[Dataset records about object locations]
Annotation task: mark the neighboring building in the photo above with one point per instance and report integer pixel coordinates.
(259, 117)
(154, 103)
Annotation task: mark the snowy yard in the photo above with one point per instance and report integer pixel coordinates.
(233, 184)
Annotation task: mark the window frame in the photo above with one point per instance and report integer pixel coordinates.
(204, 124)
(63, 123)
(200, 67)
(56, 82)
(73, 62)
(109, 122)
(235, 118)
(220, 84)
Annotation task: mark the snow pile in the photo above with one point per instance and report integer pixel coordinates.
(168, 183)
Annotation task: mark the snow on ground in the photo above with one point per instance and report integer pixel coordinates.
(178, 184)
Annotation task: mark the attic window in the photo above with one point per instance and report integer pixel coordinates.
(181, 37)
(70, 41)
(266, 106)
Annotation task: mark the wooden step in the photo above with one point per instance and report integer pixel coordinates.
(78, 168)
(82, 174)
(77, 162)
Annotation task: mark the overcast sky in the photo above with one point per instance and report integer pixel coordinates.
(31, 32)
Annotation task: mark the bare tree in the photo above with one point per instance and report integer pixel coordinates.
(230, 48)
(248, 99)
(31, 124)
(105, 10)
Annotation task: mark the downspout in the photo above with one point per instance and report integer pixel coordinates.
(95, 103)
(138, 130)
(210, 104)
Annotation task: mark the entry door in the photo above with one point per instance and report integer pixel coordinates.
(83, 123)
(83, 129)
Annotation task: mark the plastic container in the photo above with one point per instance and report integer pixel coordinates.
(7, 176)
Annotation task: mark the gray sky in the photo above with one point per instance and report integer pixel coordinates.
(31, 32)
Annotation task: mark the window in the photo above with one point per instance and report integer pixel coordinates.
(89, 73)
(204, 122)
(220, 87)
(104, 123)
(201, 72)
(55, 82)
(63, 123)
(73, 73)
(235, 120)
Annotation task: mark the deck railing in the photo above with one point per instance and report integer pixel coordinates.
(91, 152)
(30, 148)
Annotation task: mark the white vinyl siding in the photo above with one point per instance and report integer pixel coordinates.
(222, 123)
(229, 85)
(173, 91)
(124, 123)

§ **Instructions for the task**:
The listing above should be transcribed in full, exactly as written.

§ **Output of the task**:
Annotation task: mark the neighboring building in the photo above with one point per instance and report integer pixel coordinates.
(259, 117)
(154, 103)
Annotation task: mark the snowy yard in the photo above with one point per instance and report integer pixel coordinates.
(233, 184)
Annotation task: mark the window frame in the photo above with one point per instance and report integer pixel coordinates.
(204, 124)
(63, 123)
(200, 67)
(56, 82)
(73, 62)
(109, 122)
(235, 118)
(220, 84)
Annotation task: mark the snow pile in the photo above with one point per instance and report integer pixel coordinates.
(168, 183)
Annotation task: mark the snow on ground in the photo above with one point per instance and report integer pixel coordinates.
(178, 184)
Annotation task: mark the attic window in the photo above with one point per instance and report integer pixel coordinates.
(181, 37)
(70, 41)
(266, 106)
Annotation task: mark the wooden step in the photo above with one point per instance and report integer pixel coordinates.
(78, 168)
(82, 174)
(77, 162)
Annotation task: mark the overcast sky in the photo above with one point per instance and report integer pixel coordinates.
(31, 32)
Annotation task: mark the bare tree in the photo above with one point per instance and report integer pixel coordinates.
(230, 48)
(248, 99)
(31, 124)
(105, 10)
Annotation task: mark the downspout in the photo above with one point per instance and report integer pixel coordinates.
(95, 103)
(138, 130)
(210, 104)
Annotation task: mark the entry door in the photo above with one point per instance and report integer pixel coordinates.
(83, 123)
(83, 129)
Annotation task: mark the plastic container in the photo above with one point per instance and report integer pixel coordinates.
(7, 176)
Annotation task: mark the gray sky in the photo above with one point per instance and report integer pixel coordinates.
(31, 32)
Annotation task: mark the window in the photo above with one point per instance and report integer pixel coordinates.
(89, 73)
(204, 122)
(220, 87)
(104, 123)
(201, 72)
(55, 82)
(63, 123)
(73, 73)
(235, 120)
Annotation task: mark the deck railing in the photo above with one point per instance and report integer pixel coordinates.
(91, 152)
(30, 148)
Annotation task: mark the white vinyl siding in the photo above with one point per instance and report integer pixel coordinates.
(222, 123)
(229, 85)
(173, 91)
(124, 123)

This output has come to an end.